## To be done
Please copy the records below verbatim, beginning at the line that contains "Acting as a detector, search for tree reflection" and stopping after the line that contains "[7,195,970,952]".

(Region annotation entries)

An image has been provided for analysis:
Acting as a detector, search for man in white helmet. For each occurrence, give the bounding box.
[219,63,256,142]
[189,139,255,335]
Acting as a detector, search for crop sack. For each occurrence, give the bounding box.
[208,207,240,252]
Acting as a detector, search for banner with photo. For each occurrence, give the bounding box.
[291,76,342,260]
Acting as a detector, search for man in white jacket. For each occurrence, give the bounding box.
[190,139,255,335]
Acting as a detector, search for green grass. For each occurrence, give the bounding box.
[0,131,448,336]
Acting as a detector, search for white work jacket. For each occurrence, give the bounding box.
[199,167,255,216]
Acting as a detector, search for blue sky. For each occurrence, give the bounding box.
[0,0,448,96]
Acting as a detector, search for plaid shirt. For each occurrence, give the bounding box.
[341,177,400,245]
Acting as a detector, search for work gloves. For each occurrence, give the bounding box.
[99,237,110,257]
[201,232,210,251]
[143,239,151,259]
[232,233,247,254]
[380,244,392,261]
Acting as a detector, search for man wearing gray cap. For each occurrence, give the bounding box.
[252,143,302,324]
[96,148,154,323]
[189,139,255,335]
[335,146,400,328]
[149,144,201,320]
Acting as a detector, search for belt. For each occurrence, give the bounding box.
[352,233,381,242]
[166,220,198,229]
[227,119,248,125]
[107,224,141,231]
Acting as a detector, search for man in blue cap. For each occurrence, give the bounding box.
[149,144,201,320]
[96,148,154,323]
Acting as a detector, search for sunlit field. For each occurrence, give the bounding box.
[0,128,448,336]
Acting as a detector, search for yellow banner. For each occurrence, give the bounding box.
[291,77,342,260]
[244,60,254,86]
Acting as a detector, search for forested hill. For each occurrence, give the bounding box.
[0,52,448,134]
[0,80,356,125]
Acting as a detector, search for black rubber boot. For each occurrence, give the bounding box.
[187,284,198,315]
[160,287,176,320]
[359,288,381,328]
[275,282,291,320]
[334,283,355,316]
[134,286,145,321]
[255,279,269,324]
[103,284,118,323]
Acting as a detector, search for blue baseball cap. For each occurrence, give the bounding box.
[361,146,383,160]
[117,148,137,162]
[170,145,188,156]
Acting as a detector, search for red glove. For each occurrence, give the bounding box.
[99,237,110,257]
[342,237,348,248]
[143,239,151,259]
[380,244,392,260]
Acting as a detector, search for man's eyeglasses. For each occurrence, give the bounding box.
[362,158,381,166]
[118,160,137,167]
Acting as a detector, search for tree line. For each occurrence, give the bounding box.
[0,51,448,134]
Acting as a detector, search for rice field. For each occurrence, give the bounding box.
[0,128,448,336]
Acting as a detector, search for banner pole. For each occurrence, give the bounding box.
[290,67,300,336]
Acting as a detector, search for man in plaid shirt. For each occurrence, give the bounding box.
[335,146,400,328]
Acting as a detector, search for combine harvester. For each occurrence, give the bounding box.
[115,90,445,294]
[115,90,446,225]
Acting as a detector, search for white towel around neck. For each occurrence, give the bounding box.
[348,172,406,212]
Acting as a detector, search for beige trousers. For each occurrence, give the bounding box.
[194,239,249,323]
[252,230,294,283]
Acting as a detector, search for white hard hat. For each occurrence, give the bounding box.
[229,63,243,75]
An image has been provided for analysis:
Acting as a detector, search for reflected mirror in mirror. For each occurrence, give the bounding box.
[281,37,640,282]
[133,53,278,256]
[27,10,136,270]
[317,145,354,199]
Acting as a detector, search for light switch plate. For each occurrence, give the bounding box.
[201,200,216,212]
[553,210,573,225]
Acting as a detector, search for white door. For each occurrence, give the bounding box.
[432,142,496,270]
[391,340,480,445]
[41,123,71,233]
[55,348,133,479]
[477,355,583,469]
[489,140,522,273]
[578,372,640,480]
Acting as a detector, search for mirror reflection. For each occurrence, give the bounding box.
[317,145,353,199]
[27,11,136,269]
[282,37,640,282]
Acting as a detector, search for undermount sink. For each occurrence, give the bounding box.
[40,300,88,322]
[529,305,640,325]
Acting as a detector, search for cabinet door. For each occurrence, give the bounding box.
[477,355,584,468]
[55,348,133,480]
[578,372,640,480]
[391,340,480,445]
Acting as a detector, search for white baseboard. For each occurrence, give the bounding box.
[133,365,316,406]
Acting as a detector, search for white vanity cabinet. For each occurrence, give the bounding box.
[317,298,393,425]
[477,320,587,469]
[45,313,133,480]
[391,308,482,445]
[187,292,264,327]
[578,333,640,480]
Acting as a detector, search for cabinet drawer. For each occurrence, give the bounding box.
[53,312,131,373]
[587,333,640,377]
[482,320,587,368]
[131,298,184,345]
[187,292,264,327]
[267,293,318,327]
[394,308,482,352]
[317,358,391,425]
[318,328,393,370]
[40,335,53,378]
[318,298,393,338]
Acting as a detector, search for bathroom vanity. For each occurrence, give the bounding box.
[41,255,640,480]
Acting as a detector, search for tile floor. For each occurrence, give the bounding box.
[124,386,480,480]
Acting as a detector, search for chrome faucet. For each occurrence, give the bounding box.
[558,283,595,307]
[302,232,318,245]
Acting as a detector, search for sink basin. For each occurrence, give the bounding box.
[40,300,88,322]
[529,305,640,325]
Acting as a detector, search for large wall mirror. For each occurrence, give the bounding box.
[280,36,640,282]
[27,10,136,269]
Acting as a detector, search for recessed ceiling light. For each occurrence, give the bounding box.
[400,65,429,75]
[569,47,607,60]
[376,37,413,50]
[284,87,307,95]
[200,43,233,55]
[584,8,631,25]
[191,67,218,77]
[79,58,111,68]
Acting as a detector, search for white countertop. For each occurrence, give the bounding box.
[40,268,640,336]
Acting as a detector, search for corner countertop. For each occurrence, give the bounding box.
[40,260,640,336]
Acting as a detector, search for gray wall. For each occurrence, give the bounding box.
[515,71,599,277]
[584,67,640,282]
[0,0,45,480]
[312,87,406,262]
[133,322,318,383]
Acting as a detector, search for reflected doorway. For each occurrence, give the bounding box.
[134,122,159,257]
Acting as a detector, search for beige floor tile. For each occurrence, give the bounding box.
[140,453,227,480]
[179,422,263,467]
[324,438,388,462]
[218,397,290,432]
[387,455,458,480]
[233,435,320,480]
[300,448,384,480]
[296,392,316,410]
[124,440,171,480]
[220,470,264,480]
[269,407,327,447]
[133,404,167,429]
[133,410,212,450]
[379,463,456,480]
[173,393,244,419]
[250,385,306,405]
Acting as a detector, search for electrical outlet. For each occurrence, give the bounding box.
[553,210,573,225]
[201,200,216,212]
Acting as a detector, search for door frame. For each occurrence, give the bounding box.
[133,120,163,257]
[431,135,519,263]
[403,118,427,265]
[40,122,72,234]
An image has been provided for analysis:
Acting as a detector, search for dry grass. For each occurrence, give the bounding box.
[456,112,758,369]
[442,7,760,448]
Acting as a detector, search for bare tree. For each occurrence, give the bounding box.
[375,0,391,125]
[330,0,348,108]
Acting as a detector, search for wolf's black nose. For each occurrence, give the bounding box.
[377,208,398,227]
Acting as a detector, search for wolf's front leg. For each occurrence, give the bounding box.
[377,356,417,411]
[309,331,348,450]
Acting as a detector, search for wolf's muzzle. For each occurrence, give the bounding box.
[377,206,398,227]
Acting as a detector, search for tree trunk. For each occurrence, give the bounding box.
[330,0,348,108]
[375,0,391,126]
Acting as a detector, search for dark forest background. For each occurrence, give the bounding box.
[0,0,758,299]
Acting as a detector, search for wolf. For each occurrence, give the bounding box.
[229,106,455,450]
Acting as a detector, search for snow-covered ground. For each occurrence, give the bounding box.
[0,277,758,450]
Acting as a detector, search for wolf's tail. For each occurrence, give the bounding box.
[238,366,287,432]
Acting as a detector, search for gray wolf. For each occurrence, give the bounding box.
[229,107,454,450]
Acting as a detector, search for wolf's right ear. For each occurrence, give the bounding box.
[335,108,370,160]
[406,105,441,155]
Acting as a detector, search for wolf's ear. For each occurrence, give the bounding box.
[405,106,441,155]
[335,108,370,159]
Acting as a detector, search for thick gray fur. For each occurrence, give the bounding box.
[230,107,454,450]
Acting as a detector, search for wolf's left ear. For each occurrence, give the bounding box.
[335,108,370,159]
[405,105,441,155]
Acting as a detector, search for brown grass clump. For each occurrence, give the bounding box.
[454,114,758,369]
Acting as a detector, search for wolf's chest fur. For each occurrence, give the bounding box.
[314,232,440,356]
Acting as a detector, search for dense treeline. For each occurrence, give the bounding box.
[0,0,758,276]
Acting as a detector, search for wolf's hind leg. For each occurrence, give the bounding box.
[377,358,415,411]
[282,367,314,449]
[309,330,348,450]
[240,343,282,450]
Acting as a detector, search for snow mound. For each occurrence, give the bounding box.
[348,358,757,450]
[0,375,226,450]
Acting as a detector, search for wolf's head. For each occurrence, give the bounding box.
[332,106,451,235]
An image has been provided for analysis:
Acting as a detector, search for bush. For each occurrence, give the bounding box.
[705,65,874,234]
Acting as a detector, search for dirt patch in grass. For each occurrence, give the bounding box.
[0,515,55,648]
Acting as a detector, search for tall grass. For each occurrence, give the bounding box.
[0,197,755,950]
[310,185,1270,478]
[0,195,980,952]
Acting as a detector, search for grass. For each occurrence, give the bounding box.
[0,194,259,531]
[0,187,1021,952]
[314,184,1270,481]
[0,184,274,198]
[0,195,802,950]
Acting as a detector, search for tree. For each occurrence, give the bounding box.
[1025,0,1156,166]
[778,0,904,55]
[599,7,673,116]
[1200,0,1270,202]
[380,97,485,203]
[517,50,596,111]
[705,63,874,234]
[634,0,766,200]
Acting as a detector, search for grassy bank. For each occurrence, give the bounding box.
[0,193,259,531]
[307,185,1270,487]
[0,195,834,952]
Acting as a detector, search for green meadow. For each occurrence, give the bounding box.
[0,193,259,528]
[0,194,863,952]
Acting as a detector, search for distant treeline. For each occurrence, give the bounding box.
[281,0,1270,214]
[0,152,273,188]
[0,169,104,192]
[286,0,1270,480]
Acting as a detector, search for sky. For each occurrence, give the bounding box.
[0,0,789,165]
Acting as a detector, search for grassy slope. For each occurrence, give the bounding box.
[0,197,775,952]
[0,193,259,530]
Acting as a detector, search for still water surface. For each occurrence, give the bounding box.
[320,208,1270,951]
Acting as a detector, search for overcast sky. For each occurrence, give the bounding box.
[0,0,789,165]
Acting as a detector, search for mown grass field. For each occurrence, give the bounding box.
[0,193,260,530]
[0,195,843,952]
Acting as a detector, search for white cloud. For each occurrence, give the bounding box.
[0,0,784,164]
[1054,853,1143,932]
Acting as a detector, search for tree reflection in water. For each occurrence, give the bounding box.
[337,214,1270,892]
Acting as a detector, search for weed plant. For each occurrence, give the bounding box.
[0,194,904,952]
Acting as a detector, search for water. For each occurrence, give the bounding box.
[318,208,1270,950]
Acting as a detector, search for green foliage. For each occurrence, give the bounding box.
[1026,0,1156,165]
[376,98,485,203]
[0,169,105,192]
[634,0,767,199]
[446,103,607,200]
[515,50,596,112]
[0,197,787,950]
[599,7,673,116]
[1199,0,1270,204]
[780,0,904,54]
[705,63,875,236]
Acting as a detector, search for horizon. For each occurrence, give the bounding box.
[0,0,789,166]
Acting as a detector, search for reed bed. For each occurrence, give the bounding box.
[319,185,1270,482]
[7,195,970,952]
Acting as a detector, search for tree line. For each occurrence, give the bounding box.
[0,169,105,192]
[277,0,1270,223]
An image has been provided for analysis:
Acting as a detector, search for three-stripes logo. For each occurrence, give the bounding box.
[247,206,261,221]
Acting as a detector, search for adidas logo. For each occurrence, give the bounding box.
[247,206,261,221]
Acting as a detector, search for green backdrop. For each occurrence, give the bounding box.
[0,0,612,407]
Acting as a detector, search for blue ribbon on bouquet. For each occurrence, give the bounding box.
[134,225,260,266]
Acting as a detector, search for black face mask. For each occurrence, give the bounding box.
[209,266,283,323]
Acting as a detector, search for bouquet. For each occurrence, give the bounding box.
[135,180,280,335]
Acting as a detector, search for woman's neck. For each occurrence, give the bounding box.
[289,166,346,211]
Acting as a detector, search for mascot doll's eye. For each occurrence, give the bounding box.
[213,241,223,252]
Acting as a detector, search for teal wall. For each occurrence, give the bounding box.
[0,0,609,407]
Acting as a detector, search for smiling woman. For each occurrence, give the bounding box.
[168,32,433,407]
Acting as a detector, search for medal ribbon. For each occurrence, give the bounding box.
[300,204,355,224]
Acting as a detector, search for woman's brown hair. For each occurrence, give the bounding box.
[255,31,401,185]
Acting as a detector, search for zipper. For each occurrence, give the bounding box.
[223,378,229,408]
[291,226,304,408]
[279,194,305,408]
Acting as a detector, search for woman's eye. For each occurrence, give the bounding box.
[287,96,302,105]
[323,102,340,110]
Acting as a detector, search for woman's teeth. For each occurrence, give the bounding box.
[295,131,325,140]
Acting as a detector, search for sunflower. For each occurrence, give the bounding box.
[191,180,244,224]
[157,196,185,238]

## Exercise answer
Acting as a detector, search for tree reflection in water. For each occurrence, give the bounding box.
[337,214,1270,892]
Acting as a detector, search for weed plant. For each occurrence, give the bounding box.
[0,194,904,952]
Acting as a detector, search for water. For each occurrence, give the bounding box.
[318,208,1270,950]
Acting as a detector, search for green foliage. For each occurrence, give the bounding box.
[1026,0,1156,165]
[376,98,485,203]
[0,169,105,192]
[634,0,767,199]
[446,103,607,200]
[515,50,596,112]
[0,197,787,950]
[599,7,673,116]
[1199,0,1270,204]
[780,0,904,54]
[705,63,875,236]
Acting as a detector, search for horizon. For each occurrence, give the bounding box.
[0,0,789,166]
Acting as a detector, search for reed bed. For each occurrence, give the bounding box.
[319,185,1270,482]
[7,195,970,952]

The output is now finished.